*** DATA SUPPLIED Section Begins ***

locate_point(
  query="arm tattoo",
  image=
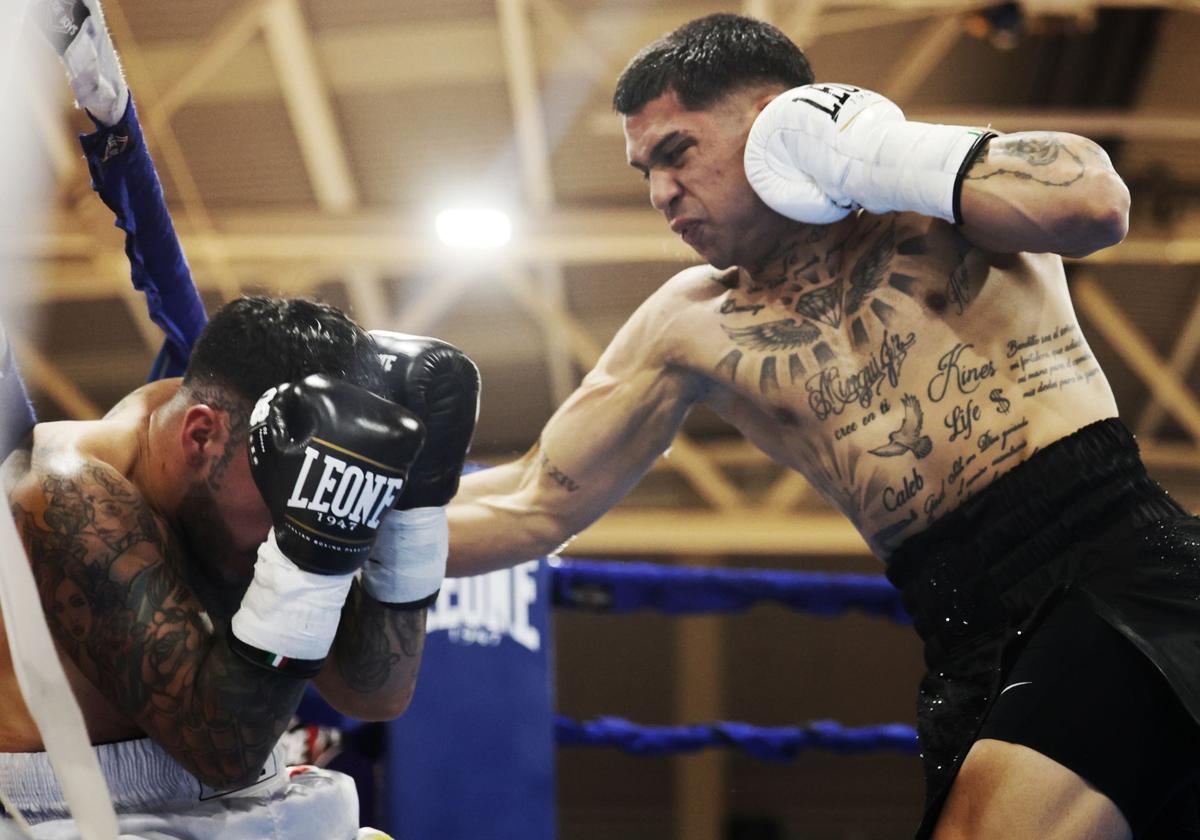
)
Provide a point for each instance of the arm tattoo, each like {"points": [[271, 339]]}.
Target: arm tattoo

*** DATA SUPPLIED Section Ends ***
*** DATA SUPPLIED Section Begins ***

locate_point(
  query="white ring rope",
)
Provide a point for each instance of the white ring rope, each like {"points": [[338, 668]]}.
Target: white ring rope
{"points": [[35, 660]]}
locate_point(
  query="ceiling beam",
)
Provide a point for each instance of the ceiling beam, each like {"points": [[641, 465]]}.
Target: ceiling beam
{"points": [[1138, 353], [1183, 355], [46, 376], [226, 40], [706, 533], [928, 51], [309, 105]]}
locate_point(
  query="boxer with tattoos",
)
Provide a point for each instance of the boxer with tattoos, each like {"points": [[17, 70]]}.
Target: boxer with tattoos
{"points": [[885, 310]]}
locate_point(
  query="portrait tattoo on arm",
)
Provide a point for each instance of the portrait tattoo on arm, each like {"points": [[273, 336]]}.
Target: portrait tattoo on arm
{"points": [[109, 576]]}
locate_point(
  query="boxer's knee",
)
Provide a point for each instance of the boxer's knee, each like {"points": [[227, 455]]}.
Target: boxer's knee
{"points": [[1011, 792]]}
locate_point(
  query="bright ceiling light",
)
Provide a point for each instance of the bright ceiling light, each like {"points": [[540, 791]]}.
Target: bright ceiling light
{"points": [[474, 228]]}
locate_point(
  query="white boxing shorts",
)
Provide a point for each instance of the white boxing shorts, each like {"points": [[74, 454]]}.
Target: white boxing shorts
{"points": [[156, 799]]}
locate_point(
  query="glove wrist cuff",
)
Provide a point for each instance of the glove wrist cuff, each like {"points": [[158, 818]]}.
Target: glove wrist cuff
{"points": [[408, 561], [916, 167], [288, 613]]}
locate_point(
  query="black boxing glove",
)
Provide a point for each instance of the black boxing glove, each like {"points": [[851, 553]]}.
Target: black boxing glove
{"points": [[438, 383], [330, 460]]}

*** DATA SUPPLIED Section Ends ***
*** DATA SUPPLIED Section Begins ***

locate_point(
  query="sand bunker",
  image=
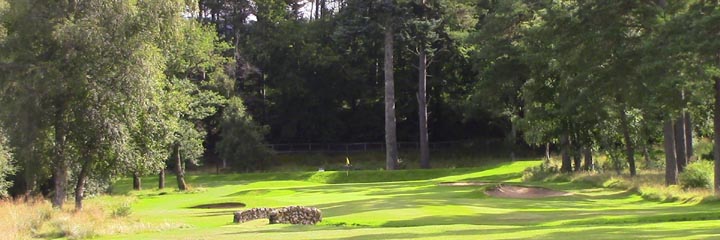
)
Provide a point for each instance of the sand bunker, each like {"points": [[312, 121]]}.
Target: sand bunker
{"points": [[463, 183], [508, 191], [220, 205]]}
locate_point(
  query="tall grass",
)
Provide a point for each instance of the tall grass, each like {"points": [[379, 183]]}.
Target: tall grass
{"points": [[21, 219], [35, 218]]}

*** DATA SUPPLIED Section Ends ***

Copy out every line from the material above where the string "query" turns up.

COMPLETED EXERCISE:
  query="arm tattoo",
  query="white ring rope",
  query="ceiling beam",
  query="boxer with tattoos",
  query="portrait tattoo on arm",
  query="boxer's knee",
  query="bright ceiling light",
  query="white boxing shorts",
  query="glove wrist cuff",
  query="black boxing glove",
  query="sand bunker",
  query="tall grass",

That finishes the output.